begin TEXT SHOWN

What Is Apache Hudi? Upserts, Copy-on-Write vs Merge-on-Read & CDC

Q: What is Apache Hudi used for?

Hudi is used to build mutable, incrementally updated data lake tables , most commonly for change-data-capture and streaming ingestion. It applies a continuous stream of inserts, updates, and deletes to lake tables efficiently using a record-level index, tracks every change on a timeline for audit and rollback, and lets downstream jobs read only what changed via incremental queries — workloads that append-only lake formats handle poorly.

Q: What is the difference between Copy-on-Write and Merge-on-Read in Hudi?

Copy-on-Write (CoW) rewrites data files on each update, so reads are fast but writes are heavier — ideal for read-heavy tables with moderate update rates. Merge-on-Read (MoR) writes lightweight delta logs and defers merging to a background compaction, so ingestion is fast and near-real-time but reads must merge base and delta files until compaction runs. CoW optimizes read latency; MoR optimizes write latency for streaming and CDC.

Q: Hudi vs Iceberg — when should I pick Hudi?

Pick Hudi when your dominant workload is high-frequency upserts, CDC ingestion, or incremental processing , where its record-level index and Merge-on-Read design were purpose-built to apply changes cheaply. Choose Iceberg when engine neutrality, broad multi-engine support, and avoiding vendor lock-in matter more than streaming-update performance. Many teams pick one primary format and document exceptions per domain rather than running both everywhere.

end TEXT SHOWN

TASKS
- a) Quote the part of the Apache Hudi text that opens with the words containing "Hudi is used" and closes with "Merge-on-Read in Hudi?".
- b) Write what comes next in the Apache Hudi text, picking up after its final sentence.

begin RAW RECORDS

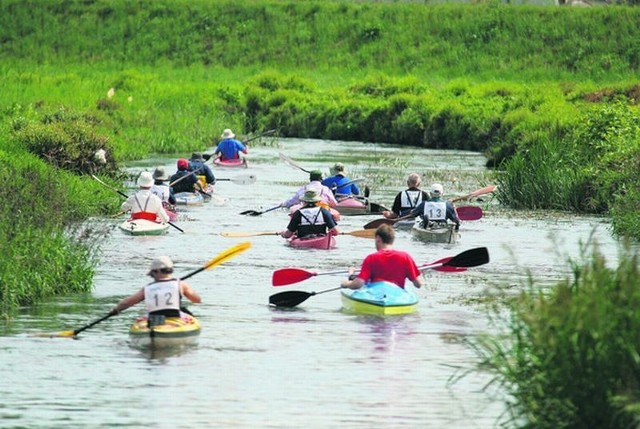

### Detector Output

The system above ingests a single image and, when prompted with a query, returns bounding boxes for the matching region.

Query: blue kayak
[341,282,418,315]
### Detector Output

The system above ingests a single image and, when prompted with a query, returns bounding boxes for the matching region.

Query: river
[0,139,618,428]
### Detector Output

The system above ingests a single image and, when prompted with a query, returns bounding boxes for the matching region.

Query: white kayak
[120,219,169,235]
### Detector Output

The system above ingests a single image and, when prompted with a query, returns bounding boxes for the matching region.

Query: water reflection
[0,140,616,429]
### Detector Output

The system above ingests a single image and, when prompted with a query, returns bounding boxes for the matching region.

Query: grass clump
[471,244,640,429]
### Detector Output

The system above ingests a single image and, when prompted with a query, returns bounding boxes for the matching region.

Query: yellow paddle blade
[340,229,376,238]
[203,241,251,270]
[31,331,75,338]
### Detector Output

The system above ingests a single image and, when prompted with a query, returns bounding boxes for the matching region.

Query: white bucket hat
[300,189,322,203]
[148,256,173,274]
[138,171,153,188]
[220,128,236,139]
[431,183,444,195]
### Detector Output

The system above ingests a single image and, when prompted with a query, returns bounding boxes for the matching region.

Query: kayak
[336,196,389,216]
[393,218,416,230]
[287,235,336,250]
[164,207,178,222]
[213,158,249,168]
[175,192,204,206]
[411,222,460,244]
[120,219,169,235]
[129,314,201,348]
[340,281,418,316]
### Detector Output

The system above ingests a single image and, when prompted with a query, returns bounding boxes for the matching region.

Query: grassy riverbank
[0,0,640,422]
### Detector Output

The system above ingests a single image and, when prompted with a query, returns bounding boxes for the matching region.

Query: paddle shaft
[72,310,118,337]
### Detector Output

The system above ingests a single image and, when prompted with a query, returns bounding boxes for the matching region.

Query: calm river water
[0,139,618,428]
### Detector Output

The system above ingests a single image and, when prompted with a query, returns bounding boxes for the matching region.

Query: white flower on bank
[93,149,107,164]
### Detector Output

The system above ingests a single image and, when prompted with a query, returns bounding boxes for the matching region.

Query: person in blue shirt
[214,128,249,161]
[169,158,204,194]
[322,162,360,197]
[189,152,216,186]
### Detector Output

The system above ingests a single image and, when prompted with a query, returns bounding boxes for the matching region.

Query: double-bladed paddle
[240,204,282,216]
[91,174,184,232]
[269,247,489,308]
[271,247,489,286]
[34,241,251,338]
[451,185,497,203]
[220,229,376,238]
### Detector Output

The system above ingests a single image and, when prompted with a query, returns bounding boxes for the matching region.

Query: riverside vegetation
[0,0,640,428]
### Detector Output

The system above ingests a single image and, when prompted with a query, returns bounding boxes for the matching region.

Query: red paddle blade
[418,256,467,273]
[456,206,482,220]
[271,268,318,286]
[363,218,395,229]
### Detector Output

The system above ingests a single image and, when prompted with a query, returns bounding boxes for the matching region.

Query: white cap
[149,256,173,273]
[220,128,236,139]
[138,171,153,188]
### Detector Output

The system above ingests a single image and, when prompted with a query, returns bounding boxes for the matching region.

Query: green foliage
[14,109,117,174]
[471,249,640,429]
[0,149,116,317]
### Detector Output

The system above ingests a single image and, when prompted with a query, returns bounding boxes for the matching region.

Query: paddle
[271,247,489,286]
[269,247,489,308]
[91,174,184,232]
[35,242,251,338]
[451,185,497,203]
[269,287,342,308]
[278,152,311,173]
[216,174,257,185]
[220,229,376,238]
[456,206,483,221]
[244,129,278,144]
[240,204,282,216]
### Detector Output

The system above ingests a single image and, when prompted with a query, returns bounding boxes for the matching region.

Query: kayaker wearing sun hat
[121,171,169,223]
[280,189,338,238]
[113,256,202,317]
[171,158,204,194]
[213,128,249,161]
[322,162,360,196]
[382,173,431,219]
[189,152,216,186]
[401,183,460,230]
[280,170,338,208]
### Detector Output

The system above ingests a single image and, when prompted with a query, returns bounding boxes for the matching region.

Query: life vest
[144,278,180,313]
[400,189,422,213]
[131,192,158,222]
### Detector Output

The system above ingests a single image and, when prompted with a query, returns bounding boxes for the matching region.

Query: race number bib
[424,201,447,221]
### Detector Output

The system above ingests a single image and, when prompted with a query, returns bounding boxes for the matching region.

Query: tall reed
[470,244,640,429]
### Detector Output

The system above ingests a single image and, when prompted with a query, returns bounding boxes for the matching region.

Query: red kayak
[287,235,336,250]
[213,158,249,168]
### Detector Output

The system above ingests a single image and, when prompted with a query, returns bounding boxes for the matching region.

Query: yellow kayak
[129,314,201,347]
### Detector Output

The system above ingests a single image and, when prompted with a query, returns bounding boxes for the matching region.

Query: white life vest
[151,185,170,202]
[400,189,422,211]
[144,279,180,313]
[300,207,325,226]
[423,201,447,222]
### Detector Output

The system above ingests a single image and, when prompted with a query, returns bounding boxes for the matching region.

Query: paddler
[112,256,202,320]
[121,171,169,223]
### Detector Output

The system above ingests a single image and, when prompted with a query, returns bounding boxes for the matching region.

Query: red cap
[178,158,189,170]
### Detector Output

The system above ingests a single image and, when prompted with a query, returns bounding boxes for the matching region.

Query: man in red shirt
[340,225,422,289]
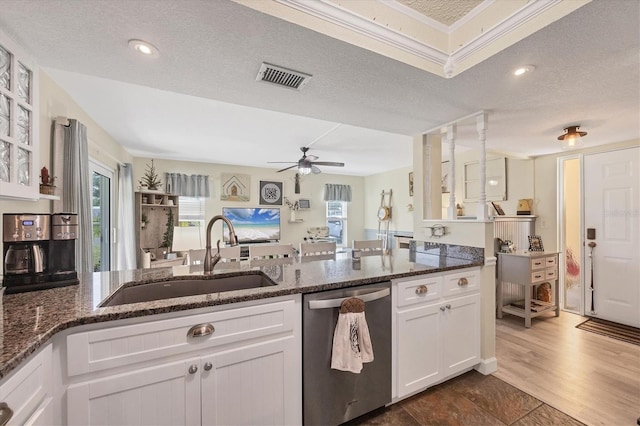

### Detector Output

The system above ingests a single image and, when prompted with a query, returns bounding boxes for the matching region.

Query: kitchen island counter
[0,245,484,378]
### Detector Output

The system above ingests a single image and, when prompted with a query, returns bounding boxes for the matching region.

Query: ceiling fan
[269,146,344,175]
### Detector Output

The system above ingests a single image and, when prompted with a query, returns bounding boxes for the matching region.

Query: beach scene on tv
[222,207,280,243]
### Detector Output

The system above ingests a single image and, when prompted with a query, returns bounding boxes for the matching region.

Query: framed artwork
[409,172,413,197]
[298,198,311,209]
[440,161,450,194]
[529,235,544,251]
[220,173,251,201]
[491,201,504,216]
[260,180,282,206]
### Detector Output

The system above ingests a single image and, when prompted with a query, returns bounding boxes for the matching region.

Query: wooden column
[476,113,489,220]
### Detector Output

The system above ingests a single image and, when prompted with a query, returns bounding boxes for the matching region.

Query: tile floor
[347,370,583,426]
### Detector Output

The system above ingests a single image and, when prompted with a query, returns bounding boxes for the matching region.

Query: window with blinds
[178,197,205,227]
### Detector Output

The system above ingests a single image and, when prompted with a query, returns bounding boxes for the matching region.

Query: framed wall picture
[491,201,504,216]
[260,180,282,206]
[298,198,311,209]
[529,235,544,251]
[440,161,450,194]
[220,173,251,201]
[409,172,413,197]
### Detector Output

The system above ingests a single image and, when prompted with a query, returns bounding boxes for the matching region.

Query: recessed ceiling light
[129,39,160,56]
[513,65,536,77]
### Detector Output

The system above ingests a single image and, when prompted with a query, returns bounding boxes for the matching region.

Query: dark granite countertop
[0,246,484,378]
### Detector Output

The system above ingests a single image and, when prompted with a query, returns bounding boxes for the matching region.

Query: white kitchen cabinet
[67,296,302,425]
[0,344,54,425]
[393,268,480,398]
[67,358,201,426]
[0,31,40,199]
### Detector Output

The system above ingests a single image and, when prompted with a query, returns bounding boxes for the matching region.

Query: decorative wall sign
[220,173,251,201]
[529,235,544,251]
[260,180,282,206]
[409,172,413,197]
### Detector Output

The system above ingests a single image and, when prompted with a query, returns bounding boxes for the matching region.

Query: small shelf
[38,194,60,201]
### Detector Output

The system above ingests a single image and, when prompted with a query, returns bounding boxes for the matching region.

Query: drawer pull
[0,402,13,426]
[416,284,429,294]
[187,323,216,337]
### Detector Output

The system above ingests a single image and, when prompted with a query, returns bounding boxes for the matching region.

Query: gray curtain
[164,173,210,197]
[324,183,351,201]
[53,120,93,272]
[117,163,137,271]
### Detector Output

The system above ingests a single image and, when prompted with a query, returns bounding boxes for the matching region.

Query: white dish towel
[331,312,373,373]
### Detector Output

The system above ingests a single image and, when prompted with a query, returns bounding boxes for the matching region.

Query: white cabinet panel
[67,358,200,426]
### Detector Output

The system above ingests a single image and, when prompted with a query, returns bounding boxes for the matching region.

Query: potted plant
[40,167,56,195]
[139,160,162,191]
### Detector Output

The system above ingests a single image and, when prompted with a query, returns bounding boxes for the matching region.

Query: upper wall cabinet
[0,31,40,199]
[464,157,507,202]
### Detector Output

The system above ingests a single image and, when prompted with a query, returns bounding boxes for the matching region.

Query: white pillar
[447,124,457,216]
[476,113,489,220]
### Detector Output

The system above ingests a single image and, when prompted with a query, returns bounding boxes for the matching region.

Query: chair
[300,241,336,256]
[249,244,293,260]
[352,240,382,256]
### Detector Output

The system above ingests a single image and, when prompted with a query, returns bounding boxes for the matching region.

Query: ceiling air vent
[256,62,311,90]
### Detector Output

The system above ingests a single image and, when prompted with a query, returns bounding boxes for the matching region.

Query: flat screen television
[222,207,280,244]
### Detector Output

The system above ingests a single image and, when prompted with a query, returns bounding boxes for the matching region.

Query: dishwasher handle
[309,288,391,309]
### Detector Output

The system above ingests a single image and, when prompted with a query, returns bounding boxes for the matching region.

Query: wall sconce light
[558,126,587,149]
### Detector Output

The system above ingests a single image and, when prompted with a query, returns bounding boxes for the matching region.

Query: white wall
[364,167,413,238]
[533,139,640,251]
[133,157,364,247]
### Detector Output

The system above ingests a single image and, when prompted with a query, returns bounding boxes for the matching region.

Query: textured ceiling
[0,0,640,175]
[396,0,483,26]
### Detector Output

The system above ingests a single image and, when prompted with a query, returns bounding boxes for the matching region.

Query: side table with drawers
[497,252,560,327]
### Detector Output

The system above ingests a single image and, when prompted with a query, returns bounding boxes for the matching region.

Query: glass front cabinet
[0,32,39,199]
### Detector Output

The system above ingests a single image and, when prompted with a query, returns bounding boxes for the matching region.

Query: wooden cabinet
[393,268,480,398]
[0,344,54,425]
[497,252,560,327]
[67,296,302,425]
[0,31,40,199]
[135,191,180,268]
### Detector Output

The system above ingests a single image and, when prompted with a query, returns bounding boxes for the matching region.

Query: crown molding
[274,0,562,78]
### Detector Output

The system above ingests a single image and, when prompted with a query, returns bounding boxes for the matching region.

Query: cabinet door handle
[187,323,216,337]
[0,402,13,426]
[416,284,429,294]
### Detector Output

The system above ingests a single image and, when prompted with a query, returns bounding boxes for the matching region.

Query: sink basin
[99,271,277,308]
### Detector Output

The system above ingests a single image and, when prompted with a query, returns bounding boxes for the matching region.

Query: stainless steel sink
[99,271,277,308]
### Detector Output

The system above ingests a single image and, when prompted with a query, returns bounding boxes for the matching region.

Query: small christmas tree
[140,160,162,189]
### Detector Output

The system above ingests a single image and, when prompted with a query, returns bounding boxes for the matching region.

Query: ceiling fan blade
[312,161,344,167]
[276,164,298,173]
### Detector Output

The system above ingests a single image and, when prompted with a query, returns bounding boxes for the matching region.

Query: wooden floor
[493,312,640,426]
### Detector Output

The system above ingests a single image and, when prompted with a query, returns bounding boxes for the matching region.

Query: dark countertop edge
[0,261,484,380]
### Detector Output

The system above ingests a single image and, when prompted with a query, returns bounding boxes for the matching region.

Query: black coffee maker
[2,213,78,293]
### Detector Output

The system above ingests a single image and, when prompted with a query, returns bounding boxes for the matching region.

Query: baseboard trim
[475,357,498,376]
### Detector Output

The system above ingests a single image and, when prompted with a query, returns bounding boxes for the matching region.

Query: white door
[583,147,640,327]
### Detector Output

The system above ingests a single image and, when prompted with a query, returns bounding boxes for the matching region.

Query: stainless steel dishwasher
[302,282,391,425]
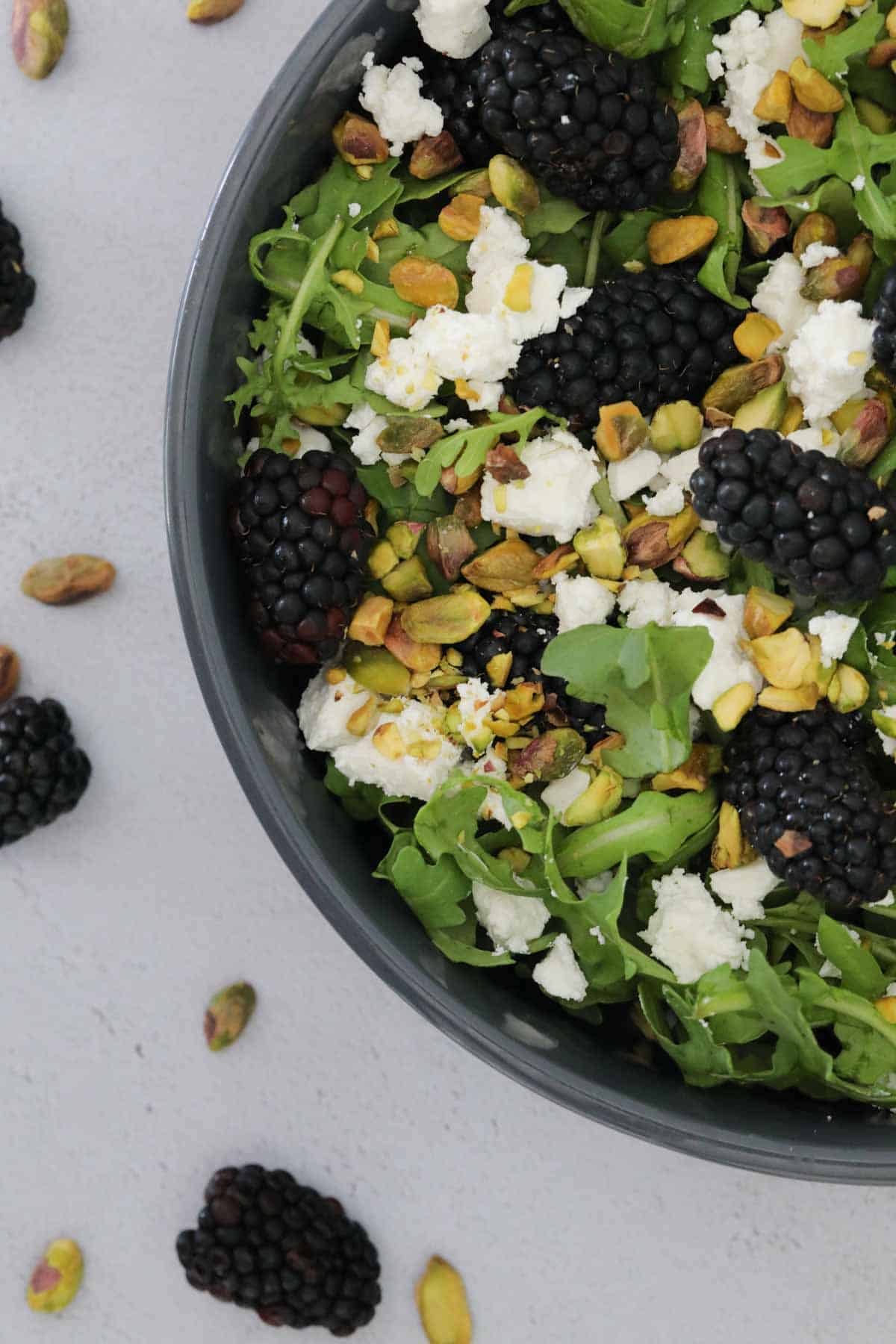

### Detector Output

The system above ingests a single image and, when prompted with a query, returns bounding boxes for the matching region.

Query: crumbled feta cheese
[344,402,388,467]
[607,447,662,500]
[532,933,588,1003]
[541,766,591,818]
[709,859,779,919]
[799,243,839,270]
[787,299,874,423]
[473,882,551,956]
[333,700,461,801]
[752,252,818,351]
[641,868,748,984]
[553,574,617,635]
[482,429,600,541]
[457,676,501,756]
[645,481,685,517]
[617,579,676,630]
[358,57,445,158]
[809,612,859,668]
[298,668,371,751]
[671,588,763,709]
[414,0,491,60]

end RAW RECORDS

FINAL RESULTS
- a)
Hudi is used to build mutable, incrementally updated data lake tables , most commonly for change-data-capture and streaming ingestion. It applies a continuous stream of inserts, updates, and deletes to lake tables efficiently using a record-level index, tracks every change on a timeline for audit and rollback, and lets downstream jobs read only what changed via incremental queries — workloads that append-only lake formats handle poorly.

Q: What is the difference between Copy-on-Write and Merge-on-Read in Hudi?

- b)
Apache Hudi is an open table format and ingestion framework that brings database-style upserts, deletes, and incremental processing to data lakes built on object storage. Where most lake tables were designed to be appended to, Hudi was designed from the start to be mutated: it can apply a stream of changed records to an existing table efficiently, track every change on a timeline, and let downstream jobs read only what changed since the last run. This glossary entry defines what Hudi is, how its two table types work, how record-level upserts and incremental queries differ from append-only formats, how it compares to Iceberg and Delta Lake, and why AI agents querying a Hudi lakehouse need format-aware context.

Disclosure: Datus is a data engineering agent platform. This article explains Apache Hudi as a general concept, referencing Datus alongside other tools and architectures in the category. See the end for more detail.

TL;DR

Apache Hudi is an open table format and incremental data platform that adds record-level upserts, deletes, change tracking, and incremental queries to data lakes on object storage.
Its defining capability is mutability: applying a continuous stream of inserts and updates — for example from CDC — to lake tables without full rewrites, which append-only formats handle poorly.
Hudi offers two table types: Copy-on-Write (CoW) optimizes read performance, while Merge-on-Read (MoR) optimizes write/ingest latency by deferring compaction.
A record-level index lets Hudi locate and update individual records quickly, which is what makes high-frequency upsert workloads practical at lake scale.
Against Iceberg and Delta Lake, Hudi’s sweet spot is streaming ingest and CDC-heavy pipelines; agents querying Hudi must understand table type and query type, or they will read stale or partial data.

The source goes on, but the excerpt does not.